# WHAT IS REQUIRED
Write out, please, the line containing "Shot-chart audit: point to every instance of the person" together with all lines after it, up to and including the last one, with no other output.

# LISTING
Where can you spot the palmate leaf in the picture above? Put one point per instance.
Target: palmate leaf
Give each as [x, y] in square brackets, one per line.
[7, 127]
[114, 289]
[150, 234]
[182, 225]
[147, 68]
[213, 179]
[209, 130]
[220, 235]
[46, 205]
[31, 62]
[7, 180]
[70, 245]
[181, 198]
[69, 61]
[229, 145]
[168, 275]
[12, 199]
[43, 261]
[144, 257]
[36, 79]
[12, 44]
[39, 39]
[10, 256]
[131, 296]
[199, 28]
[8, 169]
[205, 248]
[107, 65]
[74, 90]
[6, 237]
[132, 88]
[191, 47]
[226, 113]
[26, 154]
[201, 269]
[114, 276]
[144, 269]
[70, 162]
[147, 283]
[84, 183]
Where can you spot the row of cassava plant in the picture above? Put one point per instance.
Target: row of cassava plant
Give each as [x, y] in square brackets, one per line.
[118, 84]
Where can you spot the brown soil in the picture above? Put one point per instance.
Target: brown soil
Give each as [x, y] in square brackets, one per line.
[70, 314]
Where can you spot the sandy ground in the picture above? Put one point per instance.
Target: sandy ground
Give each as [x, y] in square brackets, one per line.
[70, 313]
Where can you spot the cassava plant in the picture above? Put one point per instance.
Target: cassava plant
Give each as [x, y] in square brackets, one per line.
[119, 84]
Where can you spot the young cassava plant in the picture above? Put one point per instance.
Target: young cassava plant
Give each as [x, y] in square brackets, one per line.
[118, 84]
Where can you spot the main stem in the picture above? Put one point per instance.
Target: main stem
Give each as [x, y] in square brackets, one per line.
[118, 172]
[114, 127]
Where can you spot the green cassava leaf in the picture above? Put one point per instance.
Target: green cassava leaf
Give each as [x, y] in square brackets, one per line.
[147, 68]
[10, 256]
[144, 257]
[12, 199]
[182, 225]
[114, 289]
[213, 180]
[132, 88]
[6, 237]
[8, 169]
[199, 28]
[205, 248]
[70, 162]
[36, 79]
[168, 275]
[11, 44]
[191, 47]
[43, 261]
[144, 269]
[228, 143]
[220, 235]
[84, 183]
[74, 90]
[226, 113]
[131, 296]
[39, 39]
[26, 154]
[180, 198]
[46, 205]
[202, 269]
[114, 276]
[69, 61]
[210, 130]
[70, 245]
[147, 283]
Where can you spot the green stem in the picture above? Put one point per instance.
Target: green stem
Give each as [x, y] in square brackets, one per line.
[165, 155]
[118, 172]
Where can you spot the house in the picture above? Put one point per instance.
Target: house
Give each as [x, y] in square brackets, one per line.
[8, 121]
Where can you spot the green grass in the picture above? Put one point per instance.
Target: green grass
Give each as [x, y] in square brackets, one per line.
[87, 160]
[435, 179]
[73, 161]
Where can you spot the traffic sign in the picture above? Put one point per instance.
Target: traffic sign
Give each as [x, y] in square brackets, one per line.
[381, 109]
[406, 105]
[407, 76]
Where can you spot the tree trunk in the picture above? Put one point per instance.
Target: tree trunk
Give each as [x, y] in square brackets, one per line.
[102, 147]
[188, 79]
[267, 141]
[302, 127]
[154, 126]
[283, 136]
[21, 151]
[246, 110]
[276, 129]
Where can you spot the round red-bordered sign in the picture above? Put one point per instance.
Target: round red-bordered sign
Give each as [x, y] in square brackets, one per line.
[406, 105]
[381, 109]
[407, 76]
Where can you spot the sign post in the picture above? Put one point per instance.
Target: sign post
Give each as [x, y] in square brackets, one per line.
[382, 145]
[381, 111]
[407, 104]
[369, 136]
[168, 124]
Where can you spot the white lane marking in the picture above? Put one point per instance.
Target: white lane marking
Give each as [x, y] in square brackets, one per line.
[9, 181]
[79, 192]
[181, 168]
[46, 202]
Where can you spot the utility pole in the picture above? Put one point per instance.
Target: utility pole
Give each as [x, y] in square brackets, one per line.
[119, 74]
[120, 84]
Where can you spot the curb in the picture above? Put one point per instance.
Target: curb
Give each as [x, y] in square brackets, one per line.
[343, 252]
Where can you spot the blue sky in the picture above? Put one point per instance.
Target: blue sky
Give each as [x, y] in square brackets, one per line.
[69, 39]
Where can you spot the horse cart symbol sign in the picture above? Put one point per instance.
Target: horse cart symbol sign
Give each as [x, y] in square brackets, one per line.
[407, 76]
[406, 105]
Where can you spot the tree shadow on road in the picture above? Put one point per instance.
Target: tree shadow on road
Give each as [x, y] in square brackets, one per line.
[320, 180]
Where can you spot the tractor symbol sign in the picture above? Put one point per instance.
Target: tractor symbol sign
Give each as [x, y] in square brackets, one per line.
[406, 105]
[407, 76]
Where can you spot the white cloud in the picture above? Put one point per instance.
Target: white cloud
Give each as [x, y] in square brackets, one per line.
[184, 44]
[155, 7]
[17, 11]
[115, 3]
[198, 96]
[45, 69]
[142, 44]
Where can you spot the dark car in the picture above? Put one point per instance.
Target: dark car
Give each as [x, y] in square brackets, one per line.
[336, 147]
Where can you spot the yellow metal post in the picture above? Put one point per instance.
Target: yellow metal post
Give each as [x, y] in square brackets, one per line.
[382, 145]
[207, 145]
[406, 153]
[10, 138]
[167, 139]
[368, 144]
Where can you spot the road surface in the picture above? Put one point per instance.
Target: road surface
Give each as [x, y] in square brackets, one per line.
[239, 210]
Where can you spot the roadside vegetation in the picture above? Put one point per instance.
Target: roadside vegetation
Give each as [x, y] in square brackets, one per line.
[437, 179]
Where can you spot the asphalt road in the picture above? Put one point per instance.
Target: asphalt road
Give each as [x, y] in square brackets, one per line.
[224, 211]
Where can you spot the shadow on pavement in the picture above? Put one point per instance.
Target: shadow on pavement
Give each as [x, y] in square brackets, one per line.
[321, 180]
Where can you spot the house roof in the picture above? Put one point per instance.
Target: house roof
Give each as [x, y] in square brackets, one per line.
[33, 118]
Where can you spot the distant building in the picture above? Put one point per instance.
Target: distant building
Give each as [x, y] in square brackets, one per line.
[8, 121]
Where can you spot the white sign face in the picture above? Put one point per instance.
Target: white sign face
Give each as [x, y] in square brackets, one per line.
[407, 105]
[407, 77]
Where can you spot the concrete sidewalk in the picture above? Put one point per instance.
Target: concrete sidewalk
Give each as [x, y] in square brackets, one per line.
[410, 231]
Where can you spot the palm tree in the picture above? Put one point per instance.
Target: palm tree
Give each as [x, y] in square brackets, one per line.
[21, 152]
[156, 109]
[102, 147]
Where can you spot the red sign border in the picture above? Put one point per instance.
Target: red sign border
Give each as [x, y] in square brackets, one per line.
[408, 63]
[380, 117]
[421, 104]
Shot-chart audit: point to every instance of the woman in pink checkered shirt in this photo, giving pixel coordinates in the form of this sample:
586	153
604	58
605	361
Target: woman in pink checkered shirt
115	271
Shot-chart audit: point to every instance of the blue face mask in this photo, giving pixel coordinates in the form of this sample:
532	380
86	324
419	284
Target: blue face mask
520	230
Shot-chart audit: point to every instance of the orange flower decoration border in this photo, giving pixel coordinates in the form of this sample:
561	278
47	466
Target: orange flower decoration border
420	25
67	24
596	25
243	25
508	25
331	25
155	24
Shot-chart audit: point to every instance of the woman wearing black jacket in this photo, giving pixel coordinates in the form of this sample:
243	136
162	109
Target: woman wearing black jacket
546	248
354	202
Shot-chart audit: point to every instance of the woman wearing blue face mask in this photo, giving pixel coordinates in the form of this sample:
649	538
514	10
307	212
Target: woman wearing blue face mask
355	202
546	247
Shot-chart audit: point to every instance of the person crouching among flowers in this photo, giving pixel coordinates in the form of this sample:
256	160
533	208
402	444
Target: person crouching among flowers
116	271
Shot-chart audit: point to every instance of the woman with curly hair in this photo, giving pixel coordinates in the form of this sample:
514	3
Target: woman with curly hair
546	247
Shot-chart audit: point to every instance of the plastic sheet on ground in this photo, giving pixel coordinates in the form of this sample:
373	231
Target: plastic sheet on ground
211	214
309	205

# EXPECTED ANSWER
Shot-chart audit: point to every instance of the person crouching among flowers in this photo, giving pixel coordinates in the form of this sample:
256	160
533	208
402	444
Target: person crouching among flowers
116	271
Shot-chart audit: point to every instance of the woman with curly hair in this photo, giving pixel coordinates in the form of this sample:
514	3
Target: woman with curly hair
546	247
Shot-chart audit: point to every instance of the plastic sheet on ground in this photo, giving pixel coordinates in the form of this sample:
373	231
Target: plastic sheet on ground
211	214
309	205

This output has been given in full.